• _Image annotation data_
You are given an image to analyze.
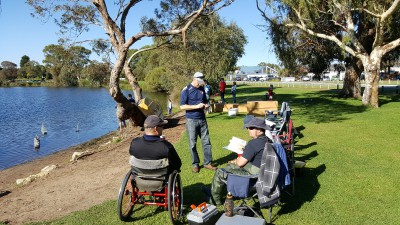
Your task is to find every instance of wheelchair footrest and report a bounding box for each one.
[216,214,266,225]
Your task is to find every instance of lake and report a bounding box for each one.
[0,87,167,170]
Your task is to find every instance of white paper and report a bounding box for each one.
[224,137,247,154]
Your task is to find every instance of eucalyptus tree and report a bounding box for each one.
[43,45,91,86]
[132,15,247,93]
[19,55,30,68]
[265,0,400,108]
[27,0,233,125]
[0,61,18,80]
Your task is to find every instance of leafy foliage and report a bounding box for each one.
[132,15,247,91]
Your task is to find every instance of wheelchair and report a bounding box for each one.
[117,159,183,224]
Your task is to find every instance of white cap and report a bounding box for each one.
[193,72,204,85]
[193,72,204,78]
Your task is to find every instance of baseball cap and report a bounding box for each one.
[144,115,168,128]
[244,117,270,130]
[193,72,204,85]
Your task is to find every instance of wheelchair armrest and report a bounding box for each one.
[135,174,167,181]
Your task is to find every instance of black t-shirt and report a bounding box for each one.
[242,135,268,168]
[129,136,182,171]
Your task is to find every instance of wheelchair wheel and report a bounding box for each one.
[117,170,137,221]
[168,171,183,224]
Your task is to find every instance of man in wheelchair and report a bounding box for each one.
[211,117,272,205]
[117,115,183,223]
[129,115,182,174]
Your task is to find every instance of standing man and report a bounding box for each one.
[231,81,236,103]
[180,72,217,173]
[219,78,226,104]
[204,80,211,113]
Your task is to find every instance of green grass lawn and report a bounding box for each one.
[25,86,400,225]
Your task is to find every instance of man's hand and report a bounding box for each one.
[197,103,206,109]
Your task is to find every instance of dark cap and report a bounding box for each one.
[244,117,270,130]
[144,115,168,128]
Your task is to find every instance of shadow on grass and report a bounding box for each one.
[225,85,372,123]
[278,164,326,215]
[379,94,400,106]
[294,142,317,152]
[280,90,368,123]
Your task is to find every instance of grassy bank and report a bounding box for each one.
[22,86,400,225]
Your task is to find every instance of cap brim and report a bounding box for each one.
[196,78,204,85]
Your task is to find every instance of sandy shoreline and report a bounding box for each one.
[0,114,185,224]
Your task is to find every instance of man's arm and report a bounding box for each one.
[180,103,206,110]
[229,156,249,167]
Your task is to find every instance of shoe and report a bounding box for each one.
[192,166,200,173]
[203,164,218,170]
[201,186,211,197]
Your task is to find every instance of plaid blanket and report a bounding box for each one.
[256,143,280,207]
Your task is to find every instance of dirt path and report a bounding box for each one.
[0,113,185,224]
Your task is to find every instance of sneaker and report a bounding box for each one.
[203,164,218,170]
[192,166,200,173]
[201,186,211,197]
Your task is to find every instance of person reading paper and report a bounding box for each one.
[211,117,272,205]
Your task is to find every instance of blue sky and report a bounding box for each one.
[0,0,278,66]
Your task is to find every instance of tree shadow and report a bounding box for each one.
[282,90,368,123]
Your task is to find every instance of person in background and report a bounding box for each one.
[204,80,211,112]
[180,72,217,173]
[210,117,271,205]
[129,115,182,173]
[231,81,236,103]
[167,98,172,115]
[128,94,135,104]
[115,103,129,132]
[219,78,226,104]
[268,84,274,100]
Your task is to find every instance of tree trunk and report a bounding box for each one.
[339,57,362,99]
[362,54,382,108]
[339,63,361,99]
[124,61,142,102]
[109,49,146,126]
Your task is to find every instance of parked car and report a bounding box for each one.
[322,76,330,81]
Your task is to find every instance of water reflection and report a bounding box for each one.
[0,87,167,170]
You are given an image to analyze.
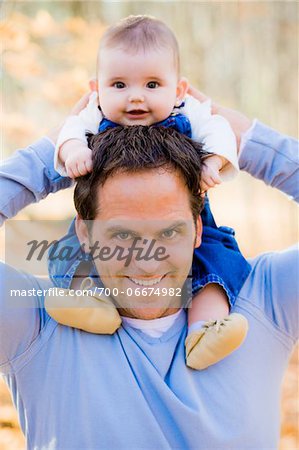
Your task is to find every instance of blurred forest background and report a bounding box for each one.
[0,0,299,450]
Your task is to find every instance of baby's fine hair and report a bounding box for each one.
[98,15,180,72]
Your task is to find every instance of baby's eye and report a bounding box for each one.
[146,81,159,89]
[114,231,132,241]
[113,81,126,89]
[162,229,177,239]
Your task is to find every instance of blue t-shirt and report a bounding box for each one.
[0,249,298,450]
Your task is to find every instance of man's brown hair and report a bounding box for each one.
[97,15,180,73]
[74,125,206,227]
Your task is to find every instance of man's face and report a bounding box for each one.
[77,169,201,319]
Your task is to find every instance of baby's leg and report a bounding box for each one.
[188,283,229,328]
[185,283,248,370]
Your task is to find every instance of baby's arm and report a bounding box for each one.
[182,96,239,191]
[54,92,102,178]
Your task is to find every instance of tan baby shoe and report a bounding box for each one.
[45,278,121,334]
[185,313,248,370]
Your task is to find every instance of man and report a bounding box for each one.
[0,96,298,450]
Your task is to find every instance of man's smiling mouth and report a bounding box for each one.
[127,275,166,287]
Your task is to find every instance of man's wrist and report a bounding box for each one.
[238,119,257,158]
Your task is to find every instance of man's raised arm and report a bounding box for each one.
[0,138,72,225]
[239,121,299,202]
[0,93,90,226]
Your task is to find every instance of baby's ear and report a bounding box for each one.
[176,77,189,101]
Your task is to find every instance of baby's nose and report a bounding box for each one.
[129,91,144,103]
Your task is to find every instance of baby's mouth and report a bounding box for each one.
[126,109,148,118]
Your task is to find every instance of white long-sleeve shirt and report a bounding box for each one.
[54,92,239,181]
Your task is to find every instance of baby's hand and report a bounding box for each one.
[59,139,92,178]
[200,155,226,194]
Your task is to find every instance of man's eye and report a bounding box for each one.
[162,230,177,239]
[113,81,126,89]
[146,81,159,89]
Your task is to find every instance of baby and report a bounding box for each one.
[46,16,249,369]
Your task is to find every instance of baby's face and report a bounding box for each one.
[98,48,186,125]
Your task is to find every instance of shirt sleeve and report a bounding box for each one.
[0,262,50,374]
[0,138,72,225]
[182,96,239,181]
[239,121,299,202]
[54,92,103,177]
[246,245,299,342]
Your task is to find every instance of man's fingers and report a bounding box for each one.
[187,85,209,102]
[211,173,222,184]
[66,167,76,180]
[88,78,98,91]
[85,159,92,172]
[77,161,87,177]
[70,92,91,116]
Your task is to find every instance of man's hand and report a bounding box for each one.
[200,155,227,194]
[188,86,252,153]
[59,139,92,178]
[46,92,91,144]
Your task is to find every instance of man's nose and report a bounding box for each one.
[132,240,164,277]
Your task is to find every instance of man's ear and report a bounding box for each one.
[89,78,98,91]
[75,215,89,248]
[194,216,202,248]
[176,78,189,106]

• _GIVEN REQUEST_
Swap every "bounding box" in the records above for "rectangular region", change nothing else, and write the records out again without the pictures.

• _EXERCISE RESPONSE_
You are given an image to analyze.
Your task is to find every instance of wheelchair footrest and report a rectangular region for each one.
[216,214,266,225]
Your task is to find every instance of lake and report a rectangular region for each one.
[0,87,167,170]
Your task is to find every instance of white paper and report a rectangular region for each one.
[224,137,247,154]
Your task is to find every instance of eucalyptus tree and report a rectangular region for each one.
[43,45,91,86]
[132,15,247,93]
[19,55,30,68]
[265,0,400,108]
[27,0,233,125]
[0,61,18,80]
Your task is to find every instance of leafy foliage and report a rectangular region for each one.
[132,15,247,91]
Your task is to find every instance of wheelchair and report a rectangular region for each one.
[117,159,183,224]
Your task is to find every instance of white cap and report a rectangular region for each one.
[193,72,204,85]
[193,72,204,78]
Your task is to find every instance of baseball cap and report a rectangular region for each one.
[144,115,168,128]
[244,117,270,130]
[193,72,204,85]
Your task is to find every instance of wheelchair armrest and report a rectangular region for each one.
[135,174,167,181]
Your task is to find every instance of black t-shirt and report a rectangular region for each one.
[242,135,268,168]
[129,136,182,171]
Your task is to find every instance of wheelchair wheel and report a rectangular region for each one.
[117,170,137,221]
[168,171,183,224]
Your task is to find every instance of man in wheelchair and report a rectangular region for each one.
[211,117,272,205]
[117,115,183,223]
[129,115,182,174]
Your task is to find every instance of standing man and report a rectangular region for each one.
[231,81,236,103]
[180,72,217,173]
[219,78,226,104]
[204,80,211,113]
Your task is to find every instance of green grass lawn and report a rectangular region for each one.
[25,86,400,225]
Your task is to find every instance of man's hand and report a rectangular region for each one.
[197,103,206,109]
Your task is to find every instance of dark cap and report a rectangular region for each one.
[244,117,270,130]
[144,115,168,128]
Your task is to find every instance of shadow on grass and report a rectangular region for each one.
[225,85,372,123]
[278,164,326,215]
[379,94,400,106]
[294,142,317,152]
[280,90,368,123]
Your task is to find every instance of grassy bank and report a rectangular region for each one.
[22,86,400,225]
Your task is to find every instance of cap brim and report a rectangular region for each one.
[196,78,204,85]
Your task is to find every instance of sandy shoreline and report a rectangular region for each one.
[0,114,185,224]
Your task is to find every instance of man's arm and report a rectangular region for each one.
[180,103,206,110]
[229,156,249,167]
Your task is to find every instance of shoe and report a rectangular region for each one.
[192,166,200,173]
[203,164,218,170]
[201,186,211,197]
Your task is to find every instance of plaid blanket and report a rectangular region for each one.
[256,143,280,207]
Your task is to find every instance of dirt path and report a rectangular region for each one.
[0,113,185,224]
Your task is to find every instance of sneaker and report a rectangular region for each one.
[203,164,218,170]
[192,166,200,173]
[201,186,211,197]
Your task is to find every instance of person reading paper and report a rectangular region for each one.
[211,117,272,205]
Your task is to find every instance of blue sky and report a rectangular region for each one.
[0,0,278,66]
Your task is to find every instance of tree shadow and report a rectangular region for each one.
[282,90,368,123]
Your task is to find every instance of person in background and report a rectangular region for each one.
[204,80,211,112]
[180,72,217,173]
[210,117,271,205]
[129,115,182,173]
[231,81,236,103]
[167,98,172,115]
[128,94,135,104]
[115,103,129,132]
[219,78,226,104]
[268,84,274,100]
Your task is to find every instance of tree trunk and report a rectangular region for each one.
[339,57,362,99]
[362,54,382,108]
[339,63,361,99]
[124,61,142,102]
[109,49,146,126]
Your task is to find every instance of parked car and report a rectangular region for each one.
[322,76,330,81]
Your task is to find every instance of water reflection and report a rectangular region for each one.
[0,87,167,170]
You are given an image to analyze.
Your task is to find every instance of blurred forest background and report a rectangular region for each one.
[0,0,299,450]
Your task is to find every instance of baby's fine hair and report a rectangular region for each one.
[98,15,180,72]
Your task is to find every instance of baby's eye and report a rectangular region for each one.
[146,81,159,89]
[114,231,132,241]
[113,81,126,89]
[162,229,177,239]
Your task is to find every instance of blue t-shirt and report a rectangular region for each one.
[0,249,298,450]
Your task is to find every instance of man's brown hair and report a rectangular region for each one.
[97,15,180,73]
[74,125,206,227]
Your task is to find every instance of man's face and report a rectangular region for each one.
[77,169,201,319]
Your task is to find every instance of baby's leg and report a rectangular region for each one.
[188,283,229,328]
[185,283,248,370]
Your task is to find every instance of baby's arm and report a rectangular region for each one.
[182,96,239,191]
[54,92,102,178]
Your task is to find every instance of tan baby shoe and report a rectangular region for each one.
[45,278,121,334]
[185,313,248,370]
Your task is to find every instance of man and report a rectangular region for each one.
[0,96,298,450]
Your task is to find every instance of man's smiling mouth and report a rectangular region for each one.
[127,275,166,287]
Your task is to find every instance of man's wrist and report a rectangular region for each one.
[238,119,257,158]
Your task is to find every instance of man's raised arm and report a rectangular region for each one.
[0,138,72,225]
[239,121,299,202]
[0,93,90,226]
Your task is to find every instance of baby's ear and report a rectangular region for each one.
[176,77,189,101]
Your task is to find every instance of baby's nose and report a rectangular region for each one.
[129,91,144,103]
Your task is to find every instance of baby's mouth and report a rectangular region for each one.
[126,109,148,118]
Your task is to find every instance of white long-sleeve shirt and report a rectangular region for each one.
[54,92,239,181]
Your task is to find every instance of baby's hand and report a rectangular region for each one.
[59,139,92,178]
[200,155,226,194]
Your task is to find every instance of man's eye and report a rectangular region for each one.
[162,230,177,239]
[113,81,126,89]
[146,81,159,89]
Your task is to find every instance of baby and report a rectangular region for each one.
[46,16,249,369]
Your task is to find every instance of baby's face and report a rectangular region for each one.
[98,48,186,125]
Your task is to find every instance of shirt sleeve and report a rectangular region for each one.
[0,262,50,374]
[0,138,72,225]
[182,96,239,181]
[239,121,299,202]
[54,92,103,177]
[246,245,299,342]
Your task is to find every instance of man's fingers and report a rectangular region for each one.
[187,85,209,102]
[211,173,222,184]
[66,167,76,180]
[88,78,98,91]
[85,159,92,172]
[77,161,87,177]
[70,92,91,116]
Your task is to find every instance of man's hand and report a rectangular region for each one.
[200,155,227,194]
[188,86,252,153]
[59,139,92,178]
[46,92,91,144]
Your task is to find every instance of man's nose and report a rectangular region for each one.
[132,240,164,277]
Your task is to find every instance of man's ear and report a rectangular region for each one.
[89,78,98,91]
[75,215,89,248]
[194,216,202,248]
[176,78,189,106]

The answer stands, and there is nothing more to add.